FULL THROTTLE "Les unités MEU"MEU pour Marines Expeditionary Units
- Présentation:Les Marine Expeditionary Units Special Operations Capable (MEUSOC)
Lorsque, en 1983, chaque « service » des forces armées américaines reçut du Secretary of Defense une directive prescrivant la revitalisation de ses capacités spéciales, les généraux de l'United States Marine Corps (USMC) choisirent une solution originale. Ils mirent sur pied sept unités polyvalentes capables de prendre en charge un spectre étendu de missions diversifiées : les MEUSOC
- La gestation Pourquoi les stratèges de l’USMC décidèrent-ils de rester à l'écart de la communauté des forces spéciales ? Pour plusieurs raisons. Tout d'abord, les opérateurs des unités spéciales coûtent cher à former alors qu'il existe a contrario un certain nombre de missions qui ne restent accessibles qu'à des soldats spécialement entraînés sans que ceux-ci aient cependant besoin d'acquérir le niveau d'excellence intrinsèque aux forces spéciales. D'autre part, former une unité spéciale revenait pour le Marine Corps à empiéter sur les plates-bandes du Naval Special Warfare Command (NavSpecWarCom) et donc prendre le risque d'un conflit de compétences dont rien ne dit que l'USMC serait sorti vainqueur. Faisant du reste remarquer que le Detachment One, première unité spéciale du Marine Corps à être placée sous l'ombrelle de l'United States Special Operations Command (USSOCOM), devrait effectivement, en avril 2004, être amalgamé au Naval Special Warfare Squadron One. Le choix effectué en 1983 fut judicieux : on peut observer que certaines caractéristiques propres aux Stryker Brigade Combat Teams de l'armée de Terre américaine (vulgarisation de certaines tactiques spéciales, expérimentation de véhicules novateurs, allégement des unités blindées) ne sont pas sans rappeler, par certains aspects, celles adoptées vingt années plus tôt dans le cadre de la mise sur pied des MEU(SOC).
Plutôt que de créer de toutes pièces des unités spéciales spécifiques, le Marine Corps décida donc de mettre sur pied un programme d'entraînement adapté à ses Marine Expeditionary Units qui commencèrent à être qualifiées Special Operations Capable à partir de 1986.

ENTRÉES
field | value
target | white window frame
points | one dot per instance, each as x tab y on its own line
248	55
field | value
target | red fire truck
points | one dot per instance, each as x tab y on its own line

CE QUE VOUS FEREZ
(a) D'après la page sur les MEUSOC, pourquoi les stratèges de l'USMC sont-ils restés à l'écart de la communauté des forces spéciales ? Répondez en une à trois phrases.
(b) Transformez toutes les lignes des entrées en une liste numérotée, en omettant les lignes vides.
La page et les entrées n'ont aucun lien entre elles.

RÉPONSES PAR TÂCHE
(a) Les opérateurs des unités spéciales coûtent cher à former, alors que certaines missions exigent des soldats spécialement entraînés sans qu'ils aient besoin d'atteindre le niveau d'excellence des forces spéciales. De plus, créer une unité spéciale aurait empiété sur le domaine du Naval Special Warfare Command, au risque d'un conflit de compétences dont l'USMC n'était pas assuré de sortir vainqueur.

(b)
1. field | value
2. target | white window frame
3. points | one dot per instance, each as x tab y on its own line
4. 248	55
5. field | value
6. target | red fire truck
7. points | one dot per instance, each as x tab y on its own line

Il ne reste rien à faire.